START

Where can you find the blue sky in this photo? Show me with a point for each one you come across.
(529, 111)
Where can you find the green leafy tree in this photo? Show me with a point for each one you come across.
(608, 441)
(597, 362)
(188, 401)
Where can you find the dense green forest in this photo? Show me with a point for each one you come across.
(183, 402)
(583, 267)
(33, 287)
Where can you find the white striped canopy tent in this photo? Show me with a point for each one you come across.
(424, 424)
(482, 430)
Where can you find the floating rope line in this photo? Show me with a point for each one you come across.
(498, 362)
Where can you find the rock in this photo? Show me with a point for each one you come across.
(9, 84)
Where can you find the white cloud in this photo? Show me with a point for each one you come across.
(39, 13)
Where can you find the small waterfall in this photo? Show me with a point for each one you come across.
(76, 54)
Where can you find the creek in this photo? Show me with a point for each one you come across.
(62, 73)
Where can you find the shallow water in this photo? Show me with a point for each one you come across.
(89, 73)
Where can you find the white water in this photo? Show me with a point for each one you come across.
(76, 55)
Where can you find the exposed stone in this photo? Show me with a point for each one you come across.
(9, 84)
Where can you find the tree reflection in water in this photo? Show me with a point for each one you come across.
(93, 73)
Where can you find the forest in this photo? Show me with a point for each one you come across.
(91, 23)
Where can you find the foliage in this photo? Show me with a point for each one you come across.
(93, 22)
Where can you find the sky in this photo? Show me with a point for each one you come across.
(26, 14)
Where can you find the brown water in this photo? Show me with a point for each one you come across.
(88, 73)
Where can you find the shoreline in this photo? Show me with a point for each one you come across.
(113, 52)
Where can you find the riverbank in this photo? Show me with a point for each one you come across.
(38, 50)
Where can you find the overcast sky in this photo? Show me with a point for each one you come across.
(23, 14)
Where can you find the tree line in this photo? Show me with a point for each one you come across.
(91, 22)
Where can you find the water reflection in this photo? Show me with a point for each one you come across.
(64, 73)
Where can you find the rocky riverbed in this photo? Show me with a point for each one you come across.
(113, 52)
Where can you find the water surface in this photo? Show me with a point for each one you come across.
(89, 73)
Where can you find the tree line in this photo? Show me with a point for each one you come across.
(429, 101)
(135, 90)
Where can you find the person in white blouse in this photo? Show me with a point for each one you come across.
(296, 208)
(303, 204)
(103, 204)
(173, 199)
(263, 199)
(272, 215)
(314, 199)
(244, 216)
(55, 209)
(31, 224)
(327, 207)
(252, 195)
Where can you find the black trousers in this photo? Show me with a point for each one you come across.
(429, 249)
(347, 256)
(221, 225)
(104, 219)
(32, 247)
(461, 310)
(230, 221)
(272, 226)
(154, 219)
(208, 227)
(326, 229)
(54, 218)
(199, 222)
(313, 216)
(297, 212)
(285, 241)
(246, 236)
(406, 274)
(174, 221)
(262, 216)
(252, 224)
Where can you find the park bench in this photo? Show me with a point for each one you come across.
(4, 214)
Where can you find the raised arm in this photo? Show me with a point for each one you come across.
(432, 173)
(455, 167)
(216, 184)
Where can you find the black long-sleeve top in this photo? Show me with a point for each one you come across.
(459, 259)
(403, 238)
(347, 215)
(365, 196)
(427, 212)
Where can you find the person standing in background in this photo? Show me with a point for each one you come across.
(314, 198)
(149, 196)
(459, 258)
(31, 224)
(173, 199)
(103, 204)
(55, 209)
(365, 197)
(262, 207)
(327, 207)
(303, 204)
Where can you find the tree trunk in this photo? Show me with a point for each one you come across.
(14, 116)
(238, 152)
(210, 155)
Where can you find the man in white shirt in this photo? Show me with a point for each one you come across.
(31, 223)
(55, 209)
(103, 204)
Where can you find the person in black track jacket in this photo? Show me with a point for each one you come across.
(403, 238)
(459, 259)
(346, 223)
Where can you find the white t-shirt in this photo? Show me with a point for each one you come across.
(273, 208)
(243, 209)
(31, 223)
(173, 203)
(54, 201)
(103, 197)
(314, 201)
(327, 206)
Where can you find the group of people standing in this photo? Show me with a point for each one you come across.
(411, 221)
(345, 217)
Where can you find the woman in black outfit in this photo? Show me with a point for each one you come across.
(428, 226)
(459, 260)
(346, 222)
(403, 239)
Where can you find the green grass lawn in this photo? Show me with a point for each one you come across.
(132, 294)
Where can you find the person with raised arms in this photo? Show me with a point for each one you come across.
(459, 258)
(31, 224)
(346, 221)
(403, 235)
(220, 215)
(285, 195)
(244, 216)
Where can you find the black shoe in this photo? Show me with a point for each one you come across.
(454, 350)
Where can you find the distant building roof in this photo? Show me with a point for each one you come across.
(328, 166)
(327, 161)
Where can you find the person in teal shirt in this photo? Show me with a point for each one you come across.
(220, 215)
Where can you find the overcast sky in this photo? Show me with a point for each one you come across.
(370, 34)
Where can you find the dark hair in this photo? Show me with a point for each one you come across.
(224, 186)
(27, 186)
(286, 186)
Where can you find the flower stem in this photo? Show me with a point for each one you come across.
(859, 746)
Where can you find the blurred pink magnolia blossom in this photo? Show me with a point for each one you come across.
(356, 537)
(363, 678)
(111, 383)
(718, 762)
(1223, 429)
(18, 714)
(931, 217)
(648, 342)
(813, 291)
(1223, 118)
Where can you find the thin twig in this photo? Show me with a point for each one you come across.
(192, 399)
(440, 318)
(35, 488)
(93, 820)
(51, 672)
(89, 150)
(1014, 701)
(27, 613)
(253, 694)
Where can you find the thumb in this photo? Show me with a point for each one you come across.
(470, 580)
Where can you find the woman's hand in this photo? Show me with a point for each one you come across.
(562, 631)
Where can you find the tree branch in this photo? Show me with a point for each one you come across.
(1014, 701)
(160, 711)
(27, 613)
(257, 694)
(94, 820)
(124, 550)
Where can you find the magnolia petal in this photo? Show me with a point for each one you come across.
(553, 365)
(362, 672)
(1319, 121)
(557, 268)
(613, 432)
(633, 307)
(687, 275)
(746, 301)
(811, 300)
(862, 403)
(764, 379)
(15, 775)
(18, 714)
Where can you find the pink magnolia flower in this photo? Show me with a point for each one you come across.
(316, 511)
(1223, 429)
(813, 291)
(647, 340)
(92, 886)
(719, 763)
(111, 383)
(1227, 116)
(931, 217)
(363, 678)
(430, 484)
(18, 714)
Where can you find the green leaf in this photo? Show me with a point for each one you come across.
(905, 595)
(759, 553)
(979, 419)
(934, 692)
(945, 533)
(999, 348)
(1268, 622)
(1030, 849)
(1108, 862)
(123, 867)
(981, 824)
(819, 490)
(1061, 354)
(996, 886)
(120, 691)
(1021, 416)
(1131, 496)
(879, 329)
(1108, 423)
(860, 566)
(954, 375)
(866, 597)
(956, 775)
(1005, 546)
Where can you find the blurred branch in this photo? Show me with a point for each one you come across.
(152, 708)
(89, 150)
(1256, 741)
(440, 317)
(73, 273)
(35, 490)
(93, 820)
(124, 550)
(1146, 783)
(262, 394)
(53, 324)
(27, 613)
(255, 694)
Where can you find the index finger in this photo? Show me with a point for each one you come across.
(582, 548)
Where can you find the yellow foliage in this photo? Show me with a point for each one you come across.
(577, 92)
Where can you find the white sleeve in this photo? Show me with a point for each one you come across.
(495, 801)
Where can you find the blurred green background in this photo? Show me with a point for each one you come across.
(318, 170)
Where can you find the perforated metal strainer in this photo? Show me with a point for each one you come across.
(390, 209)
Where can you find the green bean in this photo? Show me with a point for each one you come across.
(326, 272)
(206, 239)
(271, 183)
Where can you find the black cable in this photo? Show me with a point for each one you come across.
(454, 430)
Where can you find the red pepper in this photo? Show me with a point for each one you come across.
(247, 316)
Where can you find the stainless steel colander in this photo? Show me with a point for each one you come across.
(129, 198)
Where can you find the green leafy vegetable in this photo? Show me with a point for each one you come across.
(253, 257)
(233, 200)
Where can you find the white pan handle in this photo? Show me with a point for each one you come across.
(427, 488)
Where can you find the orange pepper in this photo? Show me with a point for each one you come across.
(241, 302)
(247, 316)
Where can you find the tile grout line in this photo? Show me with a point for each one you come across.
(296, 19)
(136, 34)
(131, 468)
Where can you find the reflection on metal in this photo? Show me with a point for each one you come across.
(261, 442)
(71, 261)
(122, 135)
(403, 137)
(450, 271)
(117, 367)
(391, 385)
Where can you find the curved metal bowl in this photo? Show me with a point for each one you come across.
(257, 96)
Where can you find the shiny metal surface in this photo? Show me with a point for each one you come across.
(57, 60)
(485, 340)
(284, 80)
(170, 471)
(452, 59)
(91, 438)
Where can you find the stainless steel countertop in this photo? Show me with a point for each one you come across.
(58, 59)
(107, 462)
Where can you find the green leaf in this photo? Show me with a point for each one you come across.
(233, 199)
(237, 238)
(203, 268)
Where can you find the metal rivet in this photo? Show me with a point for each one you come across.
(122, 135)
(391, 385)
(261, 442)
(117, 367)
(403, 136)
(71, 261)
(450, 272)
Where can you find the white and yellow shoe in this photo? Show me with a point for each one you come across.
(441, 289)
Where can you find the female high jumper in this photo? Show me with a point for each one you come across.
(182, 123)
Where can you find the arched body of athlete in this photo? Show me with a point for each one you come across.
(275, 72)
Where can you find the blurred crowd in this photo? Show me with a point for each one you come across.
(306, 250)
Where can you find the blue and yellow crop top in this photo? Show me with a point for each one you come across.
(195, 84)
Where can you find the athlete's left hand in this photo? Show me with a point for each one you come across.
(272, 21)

END

• WORK REQUIRED
Update the lines starting at the one containing "Where can you find the blue and" and ending with the last of the lines, replacing "crop top" with "tank top" and leaving everything else unchanged.

• TASK OUTPUT
Where can you find the blue and yellow tank top in this photo? Show me with a point for each one you come across.
(195, 84)
Where can you find the athlete's left hand in this photo? Show me with a point for each one you come across.
(272, 21)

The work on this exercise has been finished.